A block of data
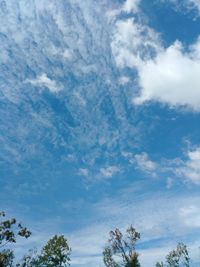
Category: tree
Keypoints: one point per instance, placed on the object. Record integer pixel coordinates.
(122, 247)
(6, 258)
(56, 253)
(9, 231)
(178, 257)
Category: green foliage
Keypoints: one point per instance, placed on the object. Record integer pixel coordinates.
(178, 257)
(56, 253)
(123, 247)
(10, 229)
(6, 258)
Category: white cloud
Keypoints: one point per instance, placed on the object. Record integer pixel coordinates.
(132, 42)
(124, 80)
(131, 6)
(188, 4)
(167, 75)
(109, 171)
(172, 77)
(44, 81)
(144, 163)
(190, 169)
(83, 172)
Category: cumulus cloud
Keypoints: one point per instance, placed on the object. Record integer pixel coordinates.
(133, 42)
(172, 77)
(131, 6)
(44, 81)
(109, 171)
(167, 75)
(188, 4)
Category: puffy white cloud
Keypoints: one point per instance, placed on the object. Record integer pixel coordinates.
(172, 77)
(44, 81)
(109, 171)
(131, 6)
(167, 75)
(144, 163)
(188, 4)
(133, 42)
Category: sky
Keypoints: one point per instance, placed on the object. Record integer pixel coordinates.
(100, 123)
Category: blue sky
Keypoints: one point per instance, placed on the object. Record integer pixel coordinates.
(99, 122)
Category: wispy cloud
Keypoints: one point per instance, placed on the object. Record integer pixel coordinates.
(44, 81)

# Given request
Format the records above as a two-column CSV with the columns "instruction" and "points", one row for each category. Put the category line and its keypoints line in "instruction" and that category's coordinates in "points", quoting each field, changing line breaks to spaces, and leaving out the pictures.

# Correct answer
instruction,points
"Category: tree Keypoints: one point per instance, placed on the object. Record integer pixel coordinates.","(122, 247) (6, 258) (56, 253) (9, 231) (178, 257)"
"Category: green foliage Keypoints: one point per instance, placed on the object. Record integer pixel coordinates.","(178, 257) (56, 253) (123, 247) (10, 229) (6, 258)"
"Category: white cloud Keypoints: one point per instance, placed on the object. Record integer pixel coordinates.","(132, 42) (124, 80) (131, 6) (188, 4) (167, 75) (109, 171) (172, 77) (44, 81) (144, 163) (190, 169) (83, 172)"
"Category: cumulus cloud Keypoints: one point per instance, placed on the object. Record integer pixel coordinates.","(133, 42) (172, 77) (131, 6) (44, 81) (109, 171) (167, 75) (188, 4)"
"Category: puffy white cloud Keypoints: one point per instance, placed on the object. Record integer pixel coordinates.","(172, 77) (44, 81) (109, 171) (131, 6) (167, 75) (144, 163) (188, 4) (133, 42)"
"Category: sky Keypoints: one point per instance, placed on the object. Record integer pixel coordinates.","(100, 123)"
"Category: blue sky Keypoints: one point per instance, placed on the object. Record integer pixel coordinates.","(99, 122)"
"Category: wispy cloud Keypoints: one point per instance, placed on the object. Record integer pixel coordinates.","(44, 81)"